---------- EXTRACT TO READ
The project, launched by a web debate earlier this year and a workshop at this year’s EFC Conference in Athens, grows out of a concern about the decline in public confidence in science and the scientific community. The public needs to be made conscious of fundamental scientific issues, said Raymond Georis, and science centres and museums provide an ideal forum for this. The initiative marks a new direction for NEF, explained NEF President Francis Charhon, since it began by supporting broadly educational-cultural and social issues.
In addition to the web debate and the Athens conference session, ECSITE has published a special edition of its newsletter outlining the background and purpose of ‘Science and Society’. Outcomes of the EFC Athens session will be published in a subsequent ECSITE newsletter and posted on the web for further discussion. In addition, ECSITE is a partner in the EuroScience Open Forum which will take place in Stockholm in August, an event which some of the foundations involved in the ECSITE/NEF collaboration will also support.
Laboratory of European Cultural Cooperation
The Laboratory of European Cultural Cooperation (LAB), a four-year pilot project designed by the Netherlands-based European Cultural Foundation (ECF) in collaboration with a group of practitioners, journalists and cultural researchers, is about to be launched.
LAB will be financed and run by a public-private consortium, including foundations like the ECF, Compagnia di San Paolo (Italy) and Riksbanken Foundation (Sweden) and EU ministries of culture.
It aims to stimulate innovative forms of cultural cooperation, to promote debate, and to provide information and examples of best practice to artists, cultural initiatives, cultural networks and foundations, ministries of culture, and institutions like the European Parliament and the Council of Europe. Its focus will be on cross-border cultural cooperation. Initially, it will operate chiefly through a web portal, but it will also promote research and, where appropriate, cooperative projects, such as the ‘Public European Space’ Project, which it is supporting in collaboration with the Federal Agency for Civic Education in Germany.
For more information, see http://www.eurocult.org
The Genomic Revolution: Reshaping Vaccine Development and Delivery
Is it possible to get scientists and policymakers together to discuss big issues?
--------------------
#### ACTIVITY LIST:
(a) In the passage on science and cultural cooperation projects, how long is the Laboratory of European Cultural Cooperation pilot project planned to run?
(b) Duplicate the passage on science and cultural cooperation projects from "It aims to stimulate" to "Education in Germany.", keeping every word and punctuation mark unchanged.
---------- RAW DATA
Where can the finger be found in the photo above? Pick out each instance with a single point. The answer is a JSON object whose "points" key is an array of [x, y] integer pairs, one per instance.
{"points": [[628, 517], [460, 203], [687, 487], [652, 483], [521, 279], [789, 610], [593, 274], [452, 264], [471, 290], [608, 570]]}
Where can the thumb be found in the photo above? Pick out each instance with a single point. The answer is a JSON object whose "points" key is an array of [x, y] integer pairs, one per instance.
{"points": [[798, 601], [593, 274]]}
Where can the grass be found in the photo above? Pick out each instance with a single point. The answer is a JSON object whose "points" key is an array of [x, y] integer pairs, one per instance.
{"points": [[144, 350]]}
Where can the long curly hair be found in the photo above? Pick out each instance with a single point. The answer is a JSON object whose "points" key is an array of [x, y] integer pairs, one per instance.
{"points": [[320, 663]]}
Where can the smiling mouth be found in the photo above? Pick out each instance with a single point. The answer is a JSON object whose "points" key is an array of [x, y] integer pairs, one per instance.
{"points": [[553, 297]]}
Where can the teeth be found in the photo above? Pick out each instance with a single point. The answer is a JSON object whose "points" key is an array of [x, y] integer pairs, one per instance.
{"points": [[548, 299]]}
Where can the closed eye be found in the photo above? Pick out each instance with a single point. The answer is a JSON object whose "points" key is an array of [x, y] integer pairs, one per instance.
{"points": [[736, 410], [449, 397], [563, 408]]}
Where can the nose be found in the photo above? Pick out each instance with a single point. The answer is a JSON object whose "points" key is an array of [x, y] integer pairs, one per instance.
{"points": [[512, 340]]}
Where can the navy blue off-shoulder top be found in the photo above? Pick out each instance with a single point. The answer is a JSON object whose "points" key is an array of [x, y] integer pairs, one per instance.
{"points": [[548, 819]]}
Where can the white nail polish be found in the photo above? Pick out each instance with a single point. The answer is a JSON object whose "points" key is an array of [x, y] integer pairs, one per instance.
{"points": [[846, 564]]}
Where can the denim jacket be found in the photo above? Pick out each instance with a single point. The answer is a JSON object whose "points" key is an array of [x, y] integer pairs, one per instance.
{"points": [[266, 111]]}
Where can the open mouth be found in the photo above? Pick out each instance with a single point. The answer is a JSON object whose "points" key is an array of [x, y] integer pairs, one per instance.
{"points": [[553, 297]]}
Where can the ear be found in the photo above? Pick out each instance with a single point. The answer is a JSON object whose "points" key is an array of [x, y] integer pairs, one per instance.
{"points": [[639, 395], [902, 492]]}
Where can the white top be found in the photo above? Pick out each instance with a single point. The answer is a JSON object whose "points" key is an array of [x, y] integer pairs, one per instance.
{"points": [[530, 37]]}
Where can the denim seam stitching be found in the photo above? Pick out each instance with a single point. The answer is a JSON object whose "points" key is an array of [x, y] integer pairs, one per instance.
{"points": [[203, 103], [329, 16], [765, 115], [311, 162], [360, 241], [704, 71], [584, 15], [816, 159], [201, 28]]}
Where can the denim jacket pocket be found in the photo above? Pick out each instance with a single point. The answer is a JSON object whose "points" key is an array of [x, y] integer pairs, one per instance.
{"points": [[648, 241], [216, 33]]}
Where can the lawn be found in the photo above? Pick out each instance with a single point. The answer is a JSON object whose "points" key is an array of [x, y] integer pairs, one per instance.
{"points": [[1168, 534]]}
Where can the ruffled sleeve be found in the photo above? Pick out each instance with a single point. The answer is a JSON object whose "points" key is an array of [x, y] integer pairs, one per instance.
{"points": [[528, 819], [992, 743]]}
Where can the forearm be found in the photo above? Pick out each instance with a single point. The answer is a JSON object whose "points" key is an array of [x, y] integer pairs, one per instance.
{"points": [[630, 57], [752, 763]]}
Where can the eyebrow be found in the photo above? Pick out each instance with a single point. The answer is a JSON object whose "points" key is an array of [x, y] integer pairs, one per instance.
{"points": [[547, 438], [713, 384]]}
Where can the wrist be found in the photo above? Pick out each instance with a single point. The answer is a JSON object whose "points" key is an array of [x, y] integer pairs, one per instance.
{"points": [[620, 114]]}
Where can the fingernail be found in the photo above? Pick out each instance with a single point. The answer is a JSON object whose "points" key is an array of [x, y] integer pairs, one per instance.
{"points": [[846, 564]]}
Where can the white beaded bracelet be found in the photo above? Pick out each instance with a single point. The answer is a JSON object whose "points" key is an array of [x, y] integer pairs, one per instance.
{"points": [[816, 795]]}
--------------------
---------- RAW DATA
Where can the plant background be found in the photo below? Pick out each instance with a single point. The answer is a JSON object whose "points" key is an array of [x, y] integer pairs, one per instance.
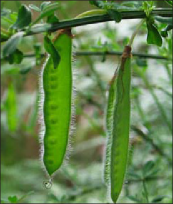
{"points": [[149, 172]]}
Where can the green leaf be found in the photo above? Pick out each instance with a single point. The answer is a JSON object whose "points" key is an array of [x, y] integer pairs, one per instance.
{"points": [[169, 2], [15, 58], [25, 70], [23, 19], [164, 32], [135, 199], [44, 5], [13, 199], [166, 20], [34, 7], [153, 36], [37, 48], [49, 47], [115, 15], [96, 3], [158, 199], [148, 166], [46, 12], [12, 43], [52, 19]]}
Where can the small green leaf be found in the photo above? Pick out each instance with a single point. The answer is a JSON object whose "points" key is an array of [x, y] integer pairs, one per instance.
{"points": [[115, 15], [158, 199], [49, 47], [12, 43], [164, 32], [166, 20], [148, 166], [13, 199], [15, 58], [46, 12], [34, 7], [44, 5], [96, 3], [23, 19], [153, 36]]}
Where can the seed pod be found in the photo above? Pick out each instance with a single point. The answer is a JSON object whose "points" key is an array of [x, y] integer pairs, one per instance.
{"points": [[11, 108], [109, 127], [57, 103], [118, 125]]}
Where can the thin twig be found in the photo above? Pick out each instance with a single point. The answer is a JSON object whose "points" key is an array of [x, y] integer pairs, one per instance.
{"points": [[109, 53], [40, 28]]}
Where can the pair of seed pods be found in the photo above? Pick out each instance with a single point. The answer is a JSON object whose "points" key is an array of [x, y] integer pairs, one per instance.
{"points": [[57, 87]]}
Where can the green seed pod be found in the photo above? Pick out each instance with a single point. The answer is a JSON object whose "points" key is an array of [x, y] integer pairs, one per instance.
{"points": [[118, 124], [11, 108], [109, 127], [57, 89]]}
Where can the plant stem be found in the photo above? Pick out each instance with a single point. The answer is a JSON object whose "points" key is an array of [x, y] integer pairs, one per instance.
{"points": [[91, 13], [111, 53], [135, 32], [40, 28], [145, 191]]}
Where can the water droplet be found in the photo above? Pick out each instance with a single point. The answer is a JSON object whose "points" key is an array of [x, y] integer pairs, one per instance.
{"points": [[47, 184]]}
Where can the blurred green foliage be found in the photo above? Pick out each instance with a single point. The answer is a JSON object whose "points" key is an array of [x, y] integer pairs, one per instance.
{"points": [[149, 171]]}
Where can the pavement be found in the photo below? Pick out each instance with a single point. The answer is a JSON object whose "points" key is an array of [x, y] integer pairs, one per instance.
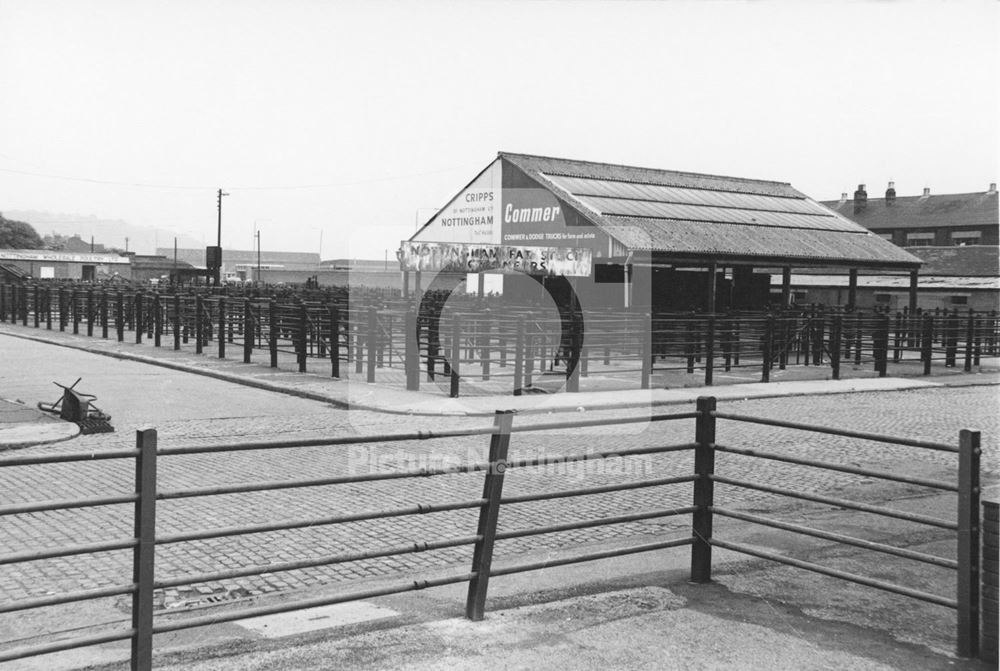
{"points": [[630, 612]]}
--------------------
---------- RAW DATA
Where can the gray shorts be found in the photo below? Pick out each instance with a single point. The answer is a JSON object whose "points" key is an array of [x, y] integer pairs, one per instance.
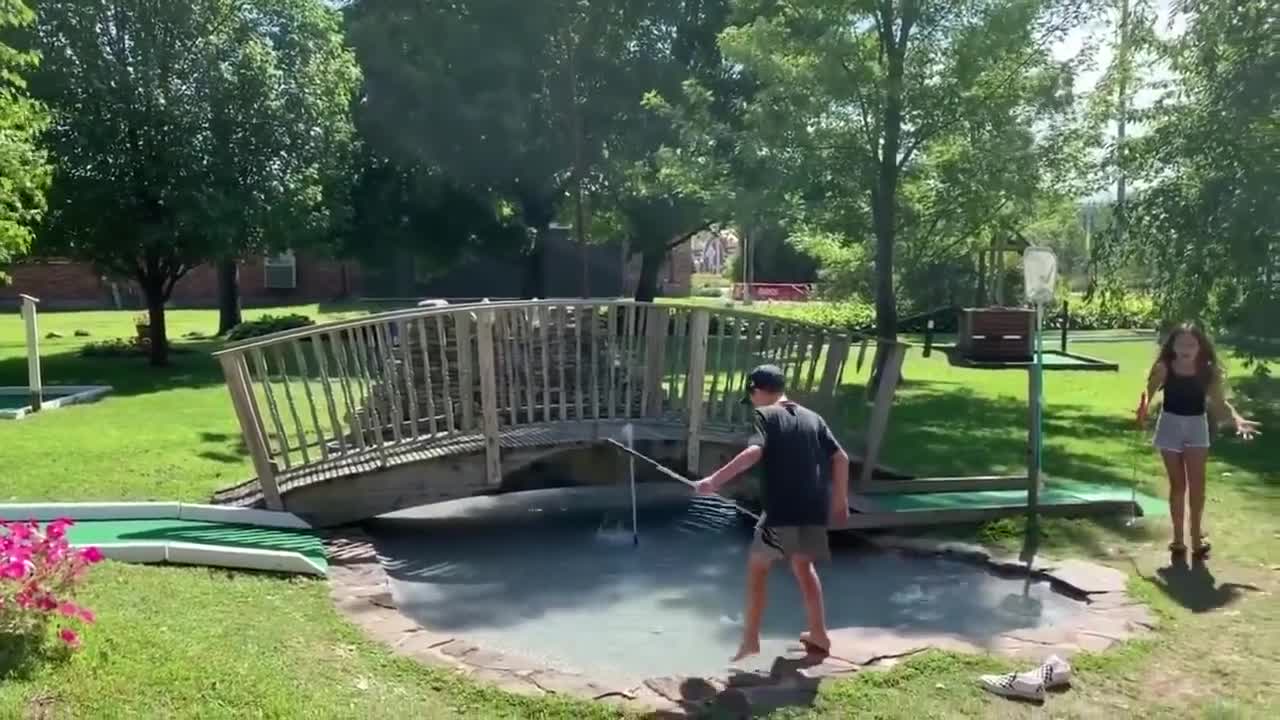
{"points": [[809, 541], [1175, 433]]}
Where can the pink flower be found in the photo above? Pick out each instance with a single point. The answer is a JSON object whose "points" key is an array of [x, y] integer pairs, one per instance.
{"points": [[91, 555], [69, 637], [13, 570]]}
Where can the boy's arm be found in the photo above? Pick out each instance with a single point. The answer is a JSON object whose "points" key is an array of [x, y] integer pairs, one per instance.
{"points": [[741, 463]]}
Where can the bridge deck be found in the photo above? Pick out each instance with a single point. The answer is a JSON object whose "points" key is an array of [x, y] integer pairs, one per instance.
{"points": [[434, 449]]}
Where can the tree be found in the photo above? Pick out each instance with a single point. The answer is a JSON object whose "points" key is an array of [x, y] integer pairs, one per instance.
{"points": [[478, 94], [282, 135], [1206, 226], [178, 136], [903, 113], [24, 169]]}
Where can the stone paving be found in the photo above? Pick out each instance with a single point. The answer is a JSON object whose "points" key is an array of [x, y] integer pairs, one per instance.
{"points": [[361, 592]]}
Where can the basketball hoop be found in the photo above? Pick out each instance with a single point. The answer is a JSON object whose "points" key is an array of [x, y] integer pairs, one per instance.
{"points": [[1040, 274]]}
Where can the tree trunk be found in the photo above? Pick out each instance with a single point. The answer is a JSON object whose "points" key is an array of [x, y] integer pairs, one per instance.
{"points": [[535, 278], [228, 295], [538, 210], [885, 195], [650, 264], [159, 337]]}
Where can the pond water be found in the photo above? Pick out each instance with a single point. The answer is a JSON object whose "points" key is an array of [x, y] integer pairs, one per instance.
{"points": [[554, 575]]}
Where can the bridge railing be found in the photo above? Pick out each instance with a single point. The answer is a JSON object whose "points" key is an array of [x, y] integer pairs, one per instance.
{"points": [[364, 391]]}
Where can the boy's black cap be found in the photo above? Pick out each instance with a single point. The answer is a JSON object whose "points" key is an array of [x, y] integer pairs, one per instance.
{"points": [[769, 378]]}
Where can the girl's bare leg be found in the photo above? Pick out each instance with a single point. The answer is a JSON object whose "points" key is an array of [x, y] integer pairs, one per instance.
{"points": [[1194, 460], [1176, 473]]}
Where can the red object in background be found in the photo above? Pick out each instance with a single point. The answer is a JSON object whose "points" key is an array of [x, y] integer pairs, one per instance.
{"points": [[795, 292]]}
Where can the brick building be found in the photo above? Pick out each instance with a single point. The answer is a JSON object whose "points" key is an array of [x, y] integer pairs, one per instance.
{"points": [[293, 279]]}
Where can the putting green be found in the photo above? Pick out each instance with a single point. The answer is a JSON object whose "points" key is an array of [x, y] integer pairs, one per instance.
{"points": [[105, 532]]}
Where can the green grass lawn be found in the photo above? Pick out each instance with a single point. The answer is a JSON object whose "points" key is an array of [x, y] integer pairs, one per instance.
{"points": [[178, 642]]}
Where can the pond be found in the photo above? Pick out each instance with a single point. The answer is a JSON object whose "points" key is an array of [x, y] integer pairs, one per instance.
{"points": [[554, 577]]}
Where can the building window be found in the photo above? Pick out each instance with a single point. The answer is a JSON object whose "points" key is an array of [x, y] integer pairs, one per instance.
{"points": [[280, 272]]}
--------------------
#### TASK-BY-TASK RESULTS:
(a) Four years.

(b)
It aims to stimulate innovative forms of cultural cooperation, to promote debate, and to provide information and examples of best practice to artists, cultural initiatives, cultural networks and foundations, ministries of culture, and institutions like the European Parliament and the Council of Europe. Its focus will be on cross-border cultural cooperation. Initially, it will operate chiefly through a web portal, but it will also promote research and, where appropriate, cooperative projects, such as the ‘Public European Space’ Project, which it is supporting in collaboration with the Federal Agency for Civic Education in Germany.